GIVEN EXERCISE A: In the forum thread on 5th wheel trailer height, change "building" to "shop" and reproduce the section between "I'd do 14'." and "have extra room.", inclusive.
GIVEN EXERCISE B: Write what comes next in the forum thread on 5th wheel trailer height, starting after its final line.

PASSAGE GIVEN:
● ● ● ● ● ● ●
# How tall is a typical 5th wheel trailer ?



## EndTuition (May 24, 2004)

How tall is a typical 5th wheel trailer ?
I may be building a pole barn and need to know how tall the lean too has to be in order to cover a 5th wheel in the future.
Thanks !


----------



## yakPIRATE (Jun 23, 2012)

http://2coolfishing.com/ttmbforum/showthread.php?t=726081


----------



## Hookem-Guy81 (Apr 3, 2013)

I'd do 14'. Mine is close to 13 feet and I put 16" wheels and tires on which raised it slightly so I put in 14 foot rollup doors on my building. Better to have extra room.


----------



## Hunter11 (Jun 26, 2008)

Our unit is 13'4" to the top of the front AC unit hooked up to my truck.


----------



## Scout177 (Oct 23, 2006)

13'3" to top of front ac hooked to truck.


----------



## troutslayer (Feb 7, 2006)

Our Montana is 12'6"


----------



## 98aggie77566 (Jul 7, 2009)

You need a 14' door.....which likely means a 16' eave height.


----------



## specktout (Aug 21, 2006)

14' is right, I built a 40-50' metal building and installed 12' doors thinking that would be plenty high enough for most 5th wheels, then I started shopping for a trailer and found out 12' high or smaller 5th wheels are kinda far a few between. I had to buy a Wildcat 30' without a bedroom slide out so it would clear a 12' ft door, mine is 11'10" at the top of A/C


----------



## Hookem-Guy81 (Apr 3, 2013)
● ● ● ● ● ● ●
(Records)
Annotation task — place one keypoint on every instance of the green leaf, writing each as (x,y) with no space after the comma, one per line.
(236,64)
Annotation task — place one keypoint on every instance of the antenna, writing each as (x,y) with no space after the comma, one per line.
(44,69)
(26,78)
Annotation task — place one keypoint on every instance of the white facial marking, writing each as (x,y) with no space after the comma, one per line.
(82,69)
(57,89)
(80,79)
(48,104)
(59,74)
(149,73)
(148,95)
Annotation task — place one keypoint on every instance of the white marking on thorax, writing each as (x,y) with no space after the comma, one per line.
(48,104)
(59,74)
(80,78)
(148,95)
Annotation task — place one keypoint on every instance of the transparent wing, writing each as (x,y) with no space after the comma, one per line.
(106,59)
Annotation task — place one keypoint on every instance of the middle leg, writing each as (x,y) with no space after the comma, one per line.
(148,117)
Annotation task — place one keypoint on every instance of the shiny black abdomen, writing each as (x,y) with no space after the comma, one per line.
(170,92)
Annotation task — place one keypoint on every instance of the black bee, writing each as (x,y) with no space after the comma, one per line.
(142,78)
● ● ● ● ● ● ●
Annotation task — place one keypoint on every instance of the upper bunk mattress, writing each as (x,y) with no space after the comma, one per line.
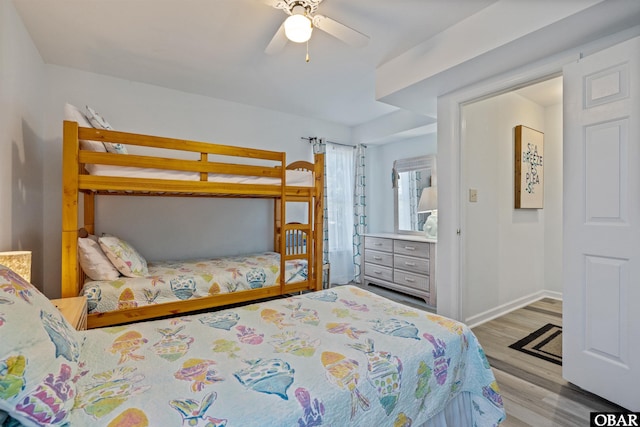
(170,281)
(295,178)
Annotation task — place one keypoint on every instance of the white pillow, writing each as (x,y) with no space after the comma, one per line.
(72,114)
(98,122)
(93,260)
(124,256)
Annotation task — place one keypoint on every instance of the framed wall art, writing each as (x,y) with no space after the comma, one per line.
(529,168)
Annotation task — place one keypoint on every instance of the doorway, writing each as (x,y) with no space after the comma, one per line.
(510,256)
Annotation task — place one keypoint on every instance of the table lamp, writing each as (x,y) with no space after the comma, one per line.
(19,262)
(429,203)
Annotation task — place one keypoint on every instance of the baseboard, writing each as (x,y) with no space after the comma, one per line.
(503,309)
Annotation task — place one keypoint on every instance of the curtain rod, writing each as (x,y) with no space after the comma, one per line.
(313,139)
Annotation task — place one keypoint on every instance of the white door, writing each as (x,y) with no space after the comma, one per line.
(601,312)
● ● ● ● ● ● ●
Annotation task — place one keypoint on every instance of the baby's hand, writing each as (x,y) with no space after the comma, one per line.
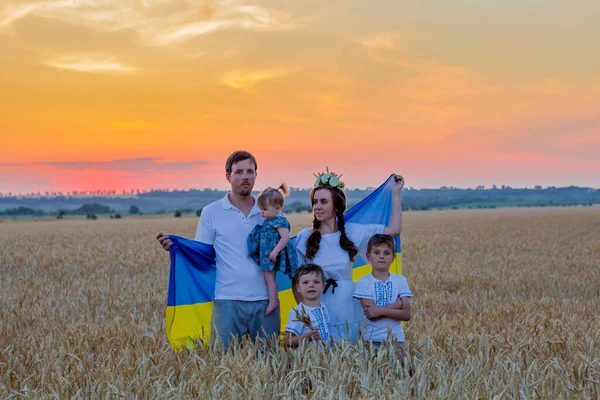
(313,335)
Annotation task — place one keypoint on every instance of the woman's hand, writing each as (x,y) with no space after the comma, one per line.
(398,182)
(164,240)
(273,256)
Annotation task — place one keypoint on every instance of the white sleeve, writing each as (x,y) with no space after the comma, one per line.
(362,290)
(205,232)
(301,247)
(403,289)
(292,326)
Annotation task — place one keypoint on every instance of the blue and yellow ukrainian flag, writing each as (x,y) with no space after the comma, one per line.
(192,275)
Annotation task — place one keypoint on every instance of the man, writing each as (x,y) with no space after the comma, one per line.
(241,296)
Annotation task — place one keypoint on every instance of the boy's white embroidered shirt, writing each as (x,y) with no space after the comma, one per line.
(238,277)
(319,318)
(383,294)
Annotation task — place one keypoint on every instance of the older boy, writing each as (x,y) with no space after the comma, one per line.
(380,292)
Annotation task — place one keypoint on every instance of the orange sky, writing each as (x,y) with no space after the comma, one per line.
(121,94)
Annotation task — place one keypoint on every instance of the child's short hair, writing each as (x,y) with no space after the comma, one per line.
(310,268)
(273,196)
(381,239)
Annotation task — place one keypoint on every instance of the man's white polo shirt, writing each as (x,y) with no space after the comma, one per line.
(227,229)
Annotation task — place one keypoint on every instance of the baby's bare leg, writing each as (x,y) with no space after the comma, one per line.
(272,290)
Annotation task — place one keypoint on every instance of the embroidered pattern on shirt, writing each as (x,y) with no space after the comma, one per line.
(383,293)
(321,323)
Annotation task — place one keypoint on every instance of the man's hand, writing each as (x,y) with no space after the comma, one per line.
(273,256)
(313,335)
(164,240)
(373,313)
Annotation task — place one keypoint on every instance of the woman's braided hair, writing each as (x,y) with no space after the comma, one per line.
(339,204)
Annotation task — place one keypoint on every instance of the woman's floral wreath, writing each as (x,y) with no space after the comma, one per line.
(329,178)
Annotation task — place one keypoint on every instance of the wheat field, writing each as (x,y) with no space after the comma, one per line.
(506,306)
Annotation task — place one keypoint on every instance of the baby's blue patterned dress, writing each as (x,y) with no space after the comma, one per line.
● ● ● ● ● ● ●
WRITTEN ANSWER A:
I'd do 14'. Mine is close to 13 feet and I put 16" wheels and tires on which raised it slightly so I put in 14 foot rollup doors on my shop. Better to have extra room.

WRITTEN ANSWER B:
Since this is a Lean-Too off the side or the back of the pole barn, still need the 16' eaves so you can frame out the 14 ' opening to get your average 5th wheel in. I learned a lot in the design of mine although it is not a pole barn. My next door neighbor built a pole barn and on his lean too on the side he barely gets his gooseneck horse trailer in.


----------



## sargentmajor (Sep 13, 2012)

12 ft 2 inches to the top of my ac on a a 32 ft Holiday Rambler.


----------



## mharris1 (May 29, 2010)

Mine is about two inches taller than the door on the shop at work. Dont ask me how I know.


----------



## texas bohunk (Dec 10, 2010)

My Forest River V-Cross is 12'9" according to the brochures.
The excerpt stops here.